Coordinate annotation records
↓↓↓
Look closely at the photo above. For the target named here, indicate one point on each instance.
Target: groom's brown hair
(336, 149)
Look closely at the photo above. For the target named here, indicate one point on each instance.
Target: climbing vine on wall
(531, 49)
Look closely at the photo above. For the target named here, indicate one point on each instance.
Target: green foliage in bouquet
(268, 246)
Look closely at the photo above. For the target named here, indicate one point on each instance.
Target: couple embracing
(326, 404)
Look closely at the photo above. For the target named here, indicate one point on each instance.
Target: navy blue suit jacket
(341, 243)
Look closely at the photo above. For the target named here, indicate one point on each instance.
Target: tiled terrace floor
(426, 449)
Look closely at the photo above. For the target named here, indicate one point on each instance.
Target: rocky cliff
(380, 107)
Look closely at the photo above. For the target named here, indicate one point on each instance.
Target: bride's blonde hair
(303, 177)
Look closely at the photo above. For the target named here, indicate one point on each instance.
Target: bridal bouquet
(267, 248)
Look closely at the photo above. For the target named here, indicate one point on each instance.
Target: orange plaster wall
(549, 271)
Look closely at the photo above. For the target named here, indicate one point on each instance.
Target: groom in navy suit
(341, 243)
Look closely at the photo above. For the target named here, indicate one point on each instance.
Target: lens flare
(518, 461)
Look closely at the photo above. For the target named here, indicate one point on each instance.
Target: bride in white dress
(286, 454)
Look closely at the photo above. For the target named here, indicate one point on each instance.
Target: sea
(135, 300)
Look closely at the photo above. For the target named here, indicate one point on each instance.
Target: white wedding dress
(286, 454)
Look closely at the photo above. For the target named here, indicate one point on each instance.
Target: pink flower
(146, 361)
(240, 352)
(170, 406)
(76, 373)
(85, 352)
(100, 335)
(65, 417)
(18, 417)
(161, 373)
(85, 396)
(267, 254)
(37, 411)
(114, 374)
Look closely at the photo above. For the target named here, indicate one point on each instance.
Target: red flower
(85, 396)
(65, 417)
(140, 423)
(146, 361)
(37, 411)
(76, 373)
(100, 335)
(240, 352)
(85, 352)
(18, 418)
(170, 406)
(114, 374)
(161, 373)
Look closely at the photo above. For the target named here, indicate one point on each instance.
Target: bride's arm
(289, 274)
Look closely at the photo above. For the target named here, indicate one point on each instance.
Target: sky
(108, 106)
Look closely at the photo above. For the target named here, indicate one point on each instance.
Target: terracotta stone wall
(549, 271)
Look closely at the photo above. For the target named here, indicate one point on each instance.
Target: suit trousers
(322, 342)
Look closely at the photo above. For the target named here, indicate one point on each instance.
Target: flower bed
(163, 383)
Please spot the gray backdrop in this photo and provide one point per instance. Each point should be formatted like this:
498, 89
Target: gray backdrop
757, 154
↑↑↑
↓↓↓
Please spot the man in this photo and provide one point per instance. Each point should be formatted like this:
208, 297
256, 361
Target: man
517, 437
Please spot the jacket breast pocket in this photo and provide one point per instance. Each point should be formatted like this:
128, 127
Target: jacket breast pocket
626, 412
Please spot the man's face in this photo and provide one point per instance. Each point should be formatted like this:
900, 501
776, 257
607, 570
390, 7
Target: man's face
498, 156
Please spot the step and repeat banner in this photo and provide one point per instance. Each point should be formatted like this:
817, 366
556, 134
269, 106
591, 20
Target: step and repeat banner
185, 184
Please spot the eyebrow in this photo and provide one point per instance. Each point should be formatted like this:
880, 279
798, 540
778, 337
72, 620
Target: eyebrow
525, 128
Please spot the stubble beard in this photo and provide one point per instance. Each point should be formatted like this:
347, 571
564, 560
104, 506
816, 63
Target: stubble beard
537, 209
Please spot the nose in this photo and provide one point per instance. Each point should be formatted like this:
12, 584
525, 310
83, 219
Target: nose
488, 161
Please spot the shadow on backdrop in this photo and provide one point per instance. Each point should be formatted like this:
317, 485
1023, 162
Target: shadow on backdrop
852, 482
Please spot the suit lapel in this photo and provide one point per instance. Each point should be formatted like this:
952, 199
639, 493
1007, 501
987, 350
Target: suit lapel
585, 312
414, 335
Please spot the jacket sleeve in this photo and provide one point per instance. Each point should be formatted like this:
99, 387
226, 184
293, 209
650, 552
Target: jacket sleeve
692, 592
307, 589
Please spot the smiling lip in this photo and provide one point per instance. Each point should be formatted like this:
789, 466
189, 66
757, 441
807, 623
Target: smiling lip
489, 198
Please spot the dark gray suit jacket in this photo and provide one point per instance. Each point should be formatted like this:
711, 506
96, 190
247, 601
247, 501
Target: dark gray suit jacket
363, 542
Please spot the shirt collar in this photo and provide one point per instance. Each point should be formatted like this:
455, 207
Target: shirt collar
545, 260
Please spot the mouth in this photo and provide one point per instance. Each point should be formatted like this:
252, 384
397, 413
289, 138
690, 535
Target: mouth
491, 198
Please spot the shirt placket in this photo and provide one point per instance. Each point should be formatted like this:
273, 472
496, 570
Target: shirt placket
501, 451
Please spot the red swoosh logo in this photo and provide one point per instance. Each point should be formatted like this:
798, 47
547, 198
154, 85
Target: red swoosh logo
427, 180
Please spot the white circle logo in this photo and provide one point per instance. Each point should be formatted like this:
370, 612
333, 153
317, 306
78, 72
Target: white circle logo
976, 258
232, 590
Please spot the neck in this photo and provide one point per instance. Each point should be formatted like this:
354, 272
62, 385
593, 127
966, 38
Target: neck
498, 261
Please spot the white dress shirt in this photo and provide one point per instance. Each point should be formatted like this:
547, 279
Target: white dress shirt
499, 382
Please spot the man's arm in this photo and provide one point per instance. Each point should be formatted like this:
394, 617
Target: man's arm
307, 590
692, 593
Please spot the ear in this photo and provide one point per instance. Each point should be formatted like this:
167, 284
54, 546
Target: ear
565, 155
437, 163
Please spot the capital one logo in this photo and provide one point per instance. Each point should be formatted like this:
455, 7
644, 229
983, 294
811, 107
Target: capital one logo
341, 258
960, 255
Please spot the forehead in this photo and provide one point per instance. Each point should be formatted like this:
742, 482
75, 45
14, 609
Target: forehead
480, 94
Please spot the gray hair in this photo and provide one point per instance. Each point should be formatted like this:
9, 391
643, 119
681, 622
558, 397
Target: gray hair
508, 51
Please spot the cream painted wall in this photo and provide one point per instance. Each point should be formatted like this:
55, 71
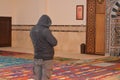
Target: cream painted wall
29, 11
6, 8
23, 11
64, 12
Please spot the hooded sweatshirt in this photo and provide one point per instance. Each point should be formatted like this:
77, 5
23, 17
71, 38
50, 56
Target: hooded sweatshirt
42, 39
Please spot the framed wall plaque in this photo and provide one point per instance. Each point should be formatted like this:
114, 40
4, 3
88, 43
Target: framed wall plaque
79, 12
↑↑↑
Show every line of the material above that contains the string "shadow", treating uppercase and lowercase as different.

### [Task response]
Please spot the shadow on backdrop in this photo and provide one point per instance. Each point should be formatted like this:
Target: shadow on backdrop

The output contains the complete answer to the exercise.